Search through the entries for the word "cloud" and copy every line that has it.

Source material: Begin

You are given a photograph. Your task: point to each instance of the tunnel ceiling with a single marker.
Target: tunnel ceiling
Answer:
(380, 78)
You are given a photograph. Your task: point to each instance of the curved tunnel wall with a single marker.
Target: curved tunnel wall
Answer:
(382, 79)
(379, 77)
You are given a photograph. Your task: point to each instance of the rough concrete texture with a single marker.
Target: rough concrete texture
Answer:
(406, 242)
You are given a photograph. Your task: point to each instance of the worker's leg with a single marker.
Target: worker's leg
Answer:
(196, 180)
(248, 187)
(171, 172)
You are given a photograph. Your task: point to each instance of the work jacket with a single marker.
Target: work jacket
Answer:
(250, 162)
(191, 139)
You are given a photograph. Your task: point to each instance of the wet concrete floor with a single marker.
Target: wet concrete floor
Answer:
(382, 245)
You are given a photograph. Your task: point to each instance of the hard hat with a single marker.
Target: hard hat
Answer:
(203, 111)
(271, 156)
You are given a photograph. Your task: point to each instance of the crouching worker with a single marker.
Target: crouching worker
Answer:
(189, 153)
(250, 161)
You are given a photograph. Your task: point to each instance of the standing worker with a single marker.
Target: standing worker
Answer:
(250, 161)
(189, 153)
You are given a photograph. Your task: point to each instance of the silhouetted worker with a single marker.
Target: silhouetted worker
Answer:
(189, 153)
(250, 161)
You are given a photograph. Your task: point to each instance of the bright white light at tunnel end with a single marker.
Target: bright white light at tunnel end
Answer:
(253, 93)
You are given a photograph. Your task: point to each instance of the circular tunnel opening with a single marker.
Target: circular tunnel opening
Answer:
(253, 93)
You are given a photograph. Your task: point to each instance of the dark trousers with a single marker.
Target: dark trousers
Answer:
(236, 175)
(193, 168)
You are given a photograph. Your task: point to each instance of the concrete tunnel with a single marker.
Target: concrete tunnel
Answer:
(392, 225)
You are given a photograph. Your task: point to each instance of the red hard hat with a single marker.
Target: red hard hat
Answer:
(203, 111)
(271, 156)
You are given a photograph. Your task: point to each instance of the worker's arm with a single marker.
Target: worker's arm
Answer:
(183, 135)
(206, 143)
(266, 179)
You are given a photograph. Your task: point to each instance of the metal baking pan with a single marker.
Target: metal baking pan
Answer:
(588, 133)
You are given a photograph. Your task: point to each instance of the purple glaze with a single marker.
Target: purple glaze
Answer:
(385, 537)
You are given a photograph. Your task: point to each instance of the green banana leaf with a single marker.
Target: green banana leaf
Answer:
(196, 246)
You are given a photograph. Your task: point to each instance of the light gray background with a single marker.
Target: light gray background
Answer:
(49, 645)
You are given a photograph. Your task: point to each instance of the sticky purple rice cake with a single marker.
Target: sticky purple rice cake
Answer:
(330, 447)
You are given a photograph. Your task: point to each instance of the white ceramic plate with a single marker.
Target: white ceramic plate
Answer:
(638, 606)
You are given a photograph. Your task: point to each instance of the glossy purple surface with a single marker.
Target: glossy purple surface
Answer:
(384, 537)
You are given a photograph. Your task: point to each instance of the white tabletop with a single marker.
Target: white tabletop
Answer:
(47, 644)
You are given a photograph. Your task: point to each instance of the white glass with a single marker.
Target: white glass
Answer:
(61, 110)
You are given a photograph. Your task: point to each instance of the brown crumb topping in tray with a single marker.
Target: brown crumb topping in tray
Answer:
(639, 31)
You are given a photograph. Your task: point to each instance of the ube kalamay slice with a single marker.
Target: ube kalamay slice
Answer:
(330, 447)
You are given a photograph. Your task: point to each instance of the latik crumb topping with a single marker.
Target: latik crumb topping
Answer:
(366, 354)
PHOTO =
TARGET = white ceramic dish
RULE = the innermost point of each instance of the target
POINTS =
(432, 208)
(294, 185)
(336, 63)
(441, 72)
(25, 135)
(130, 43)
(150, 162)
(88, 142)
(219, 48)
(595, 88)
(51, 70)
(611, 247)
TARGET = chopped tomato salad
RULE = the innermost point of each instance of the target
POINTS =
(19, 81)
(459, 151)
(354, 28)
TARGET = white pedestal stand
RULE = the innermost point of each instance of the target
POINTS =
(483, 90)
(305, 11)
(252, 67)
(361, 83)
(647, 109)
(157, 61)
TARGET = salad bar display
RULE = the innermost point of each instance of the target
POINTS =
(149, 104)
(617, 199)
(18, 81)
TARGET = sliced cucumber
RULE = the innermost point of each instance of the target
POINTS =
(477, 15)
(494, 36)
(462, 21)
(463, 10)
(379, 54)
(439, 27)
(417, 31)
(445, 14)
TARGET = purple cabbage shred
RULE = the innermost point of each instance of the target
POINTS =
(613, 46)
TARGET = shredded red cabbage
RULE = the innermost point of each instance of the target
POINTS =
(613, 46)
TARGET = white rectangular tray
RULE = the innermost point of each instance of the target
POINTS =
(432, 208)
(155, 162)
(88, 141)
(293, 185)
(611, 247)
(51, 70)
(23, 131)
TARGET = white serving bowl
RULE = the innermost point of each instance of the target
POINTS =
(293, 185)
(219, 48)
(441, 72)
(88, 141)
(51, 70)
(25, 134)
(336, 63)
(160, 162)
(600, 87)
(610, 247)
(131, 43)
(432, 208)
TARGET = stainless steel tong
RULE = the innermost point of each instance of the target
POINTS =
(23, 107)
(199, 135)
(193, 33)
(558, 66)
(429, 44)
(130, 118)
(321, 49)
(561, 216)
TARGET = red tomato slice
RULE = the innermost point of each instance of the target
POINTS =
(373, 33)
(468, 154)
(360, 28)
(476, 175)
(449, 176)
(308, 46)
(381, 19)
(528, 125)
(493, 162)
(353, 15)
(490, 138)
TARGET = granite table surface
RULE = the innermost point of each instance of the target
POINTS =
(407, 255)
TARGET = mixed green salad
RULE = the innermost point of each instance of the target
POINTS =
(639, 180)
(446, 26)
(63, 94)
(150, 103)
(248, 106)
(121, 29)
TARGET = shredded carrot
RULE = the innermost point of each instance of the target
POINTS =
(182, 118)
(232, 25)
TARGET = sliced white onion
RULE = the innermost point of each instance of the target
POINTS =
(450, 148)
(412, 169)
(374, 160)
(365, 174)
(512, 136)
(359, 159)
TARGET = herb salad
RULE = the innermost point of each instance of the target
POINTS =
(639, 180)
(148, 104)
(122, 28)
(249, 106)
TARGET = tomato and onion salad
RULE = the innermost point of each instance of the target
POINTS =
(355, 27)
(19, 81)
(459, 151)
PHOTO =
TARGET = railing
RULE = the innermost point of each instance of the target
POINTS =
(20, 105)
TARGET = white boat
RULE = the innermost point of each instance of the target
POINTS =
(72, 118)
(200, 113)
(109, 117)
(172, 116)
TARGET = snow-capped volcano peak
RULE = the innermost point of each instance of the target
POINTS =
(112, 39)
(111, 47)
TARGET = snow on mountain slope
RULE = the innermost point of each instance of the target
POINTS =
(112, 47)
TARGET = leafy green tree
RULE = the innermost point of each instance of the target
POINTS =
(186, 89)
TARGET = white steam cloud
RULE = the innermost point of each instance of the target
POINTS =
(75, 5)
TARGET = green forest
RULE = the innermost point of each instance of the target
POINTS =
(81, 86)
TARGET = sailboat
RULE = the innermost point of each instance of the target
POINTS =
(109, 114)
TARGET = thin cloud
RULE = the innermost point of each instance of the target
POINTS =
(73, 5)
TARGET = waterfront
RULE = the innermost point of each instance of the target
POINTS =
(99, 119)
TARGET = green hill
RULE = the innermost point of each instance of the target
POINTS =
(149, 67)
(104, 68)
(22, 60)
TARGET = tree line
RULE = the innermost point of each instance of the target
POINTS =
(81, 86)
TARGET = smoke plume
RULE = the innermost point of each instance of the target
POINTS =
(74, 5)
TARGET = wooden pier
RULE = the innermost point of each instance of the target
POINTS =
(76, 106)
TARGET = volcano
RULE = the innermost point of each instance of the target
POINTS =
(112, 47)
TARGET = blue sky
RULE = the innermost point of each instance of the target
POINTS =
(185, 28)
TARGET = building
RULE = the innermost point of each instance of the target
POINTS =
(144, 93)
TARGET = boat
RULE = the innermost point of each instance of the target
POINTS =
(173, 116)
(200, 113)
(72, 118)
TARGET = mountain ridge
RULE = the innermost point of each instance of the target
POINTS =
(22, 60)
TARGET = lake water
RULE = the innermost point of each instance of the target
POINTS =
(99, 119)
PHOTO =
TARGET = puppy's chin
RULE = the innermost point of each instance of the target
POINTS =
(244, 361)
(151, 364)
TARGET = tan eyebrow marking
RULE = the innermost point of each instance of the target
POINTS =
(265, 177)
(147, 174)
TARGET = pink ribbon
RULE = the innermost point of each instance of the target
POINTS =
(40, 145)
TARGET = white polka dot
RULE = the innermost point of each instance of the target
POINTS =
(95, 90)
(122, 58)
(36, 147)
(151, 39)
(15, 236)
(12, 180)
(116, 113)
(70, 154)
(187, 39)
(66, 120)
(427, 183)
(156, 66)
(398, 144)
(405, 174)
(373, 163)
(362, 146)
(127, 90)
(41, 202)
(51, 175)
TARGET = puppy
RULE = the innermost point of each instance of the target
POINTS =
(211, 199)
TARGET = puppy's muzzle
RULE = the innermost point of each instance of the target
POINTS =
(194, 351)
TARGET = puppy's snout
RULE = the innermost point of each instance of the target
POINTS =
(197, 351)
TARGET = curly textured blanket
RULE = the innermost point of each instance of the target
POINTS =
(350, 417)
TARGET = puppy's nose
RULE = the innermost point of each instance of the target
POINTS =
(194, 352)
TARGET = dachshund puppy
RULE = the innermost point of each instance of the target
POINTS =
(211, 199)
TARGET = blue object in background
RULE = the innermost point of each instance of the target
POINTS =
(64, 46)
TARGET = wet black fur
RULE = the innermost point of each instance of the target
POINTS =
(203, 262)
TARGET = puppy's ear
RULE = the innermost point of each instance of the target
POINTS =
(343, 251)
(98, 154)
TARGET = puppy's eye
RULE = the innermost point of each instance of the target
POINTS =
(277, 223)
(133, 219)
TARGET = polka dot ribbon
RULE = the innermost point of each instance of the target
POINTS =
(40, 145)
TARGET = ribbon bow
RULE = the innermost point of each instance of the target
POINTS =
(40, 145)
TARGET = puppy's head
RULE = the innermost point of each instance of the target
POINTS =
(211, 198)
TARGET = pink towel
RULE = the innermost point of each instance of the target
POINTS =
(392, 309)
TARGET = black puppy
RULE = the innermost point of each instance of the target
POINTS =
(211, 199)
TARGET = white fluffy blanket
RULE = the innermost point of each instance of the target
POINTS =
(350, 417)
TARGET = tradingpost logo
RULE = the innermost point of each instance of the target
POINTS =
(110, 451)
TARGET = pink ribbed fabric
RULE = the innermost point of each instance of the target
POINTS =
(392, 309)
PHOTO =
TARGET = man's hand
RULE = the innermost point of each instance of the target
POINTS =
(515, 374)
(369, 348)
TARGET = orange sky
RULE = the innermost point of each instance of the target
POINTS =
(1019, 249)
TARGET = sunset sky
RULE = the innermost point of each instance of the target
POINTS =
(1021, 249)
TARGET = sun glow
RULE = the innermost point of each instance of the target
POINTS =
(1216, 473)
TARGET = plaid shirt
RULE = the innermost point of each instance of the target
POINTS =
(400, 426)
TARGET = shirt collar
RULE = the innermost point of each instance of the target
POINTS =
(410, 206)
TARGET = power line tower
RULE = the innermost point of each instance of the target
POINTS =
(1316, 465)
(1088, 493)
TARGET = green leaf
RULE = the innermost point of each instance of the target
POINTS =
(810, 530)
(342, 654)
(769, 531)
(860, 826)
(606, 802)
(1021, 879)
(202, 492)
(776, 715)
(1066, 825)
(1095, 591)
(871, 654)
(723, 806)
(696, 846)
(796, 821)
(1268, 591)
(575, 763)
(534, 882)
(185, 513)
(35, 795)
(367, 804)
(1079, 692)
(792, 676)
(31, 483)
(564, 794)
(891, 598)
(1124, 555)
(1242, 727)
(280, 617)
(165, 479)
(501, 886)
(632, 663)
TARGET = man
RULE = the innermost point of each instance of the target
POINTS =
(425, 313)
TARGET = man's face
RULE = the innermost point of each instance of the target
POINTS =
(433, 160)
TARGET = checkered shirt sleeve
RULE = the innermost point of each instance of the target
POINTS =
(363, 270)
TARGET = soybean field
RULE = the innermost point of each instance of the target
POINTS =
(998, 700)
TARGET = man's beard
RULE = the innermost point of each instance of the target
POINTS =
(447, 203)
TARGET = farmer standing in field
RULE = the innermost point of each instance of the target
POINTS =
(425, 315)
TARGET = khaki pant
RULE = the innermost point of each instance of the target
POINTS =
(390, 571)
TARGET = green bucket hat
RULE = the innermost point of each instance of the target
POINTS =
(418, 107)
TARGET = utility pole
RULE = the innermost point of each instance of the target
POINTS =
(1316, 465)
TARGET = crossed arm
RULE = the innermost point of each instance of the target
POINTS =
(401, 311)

Source material: End

## Written reply
TARGET = white steam cloud
TARGET = thin cloud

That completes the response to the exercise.